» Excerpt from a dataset
= = = = =

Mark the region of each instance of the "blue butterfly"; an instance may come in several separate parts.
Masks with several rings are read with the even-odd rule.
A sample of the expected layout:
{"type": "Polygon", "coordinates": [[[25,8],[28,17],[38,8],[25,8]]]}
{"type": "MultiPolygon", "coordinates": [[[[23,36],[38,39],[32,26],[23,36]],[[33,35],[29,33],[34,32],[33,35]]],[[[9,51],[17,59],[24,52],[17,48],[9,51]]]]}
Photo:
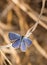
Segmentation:
{"type": "Polygon", "coordinates": [[[32,41],[29,38],[20,36],[19,34],[13,32],[9,33],[9,39],[15,40],[14,43],[12,44],[12,47],[20,48],[21,51],[23,52],[25,52],[27,47],[29,47],[32,43],[32,41]]]}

= = = = =

» Work to be completed
Write out all of the data above again, line by line. Multiply every coordinate in the segmentation results by 2.55 and round each to a whole number, with halves rounded up. Leave the numbers in the sample layout unchanged and leave the pictures out.

» Solution for this task
Mark the region of each instance of the "blue butterfly"; an instance may come in several separate parts.
Masks with several rings are read with the even-odd rule.
A sample of the expected layout:
{"type": "Polygon", "coordinates": [[[25,8],[28,17],[38,8],[25,8]]]}
{"type": "MultiPolygon", "coordinates": [[[[23,36],[38,39],[32,26],[23,36]],[[33,35],[29,33],[34,32],[33,35]]],[[[9,51],[17,59],[24,52],[17,48],[9,51]]]]}
Photo:
Segmentation:
{"type": "Polygon", "coordinates": [[[82,105],[74,97],[51,92],[48,87],[33,82],[23,84],[23,99],[38,102],[36,110],[31,112],[31,120],[51,122],[54,130],[59,133],[64,133],[69,120],[74,120],[82,110],[82,105]]]}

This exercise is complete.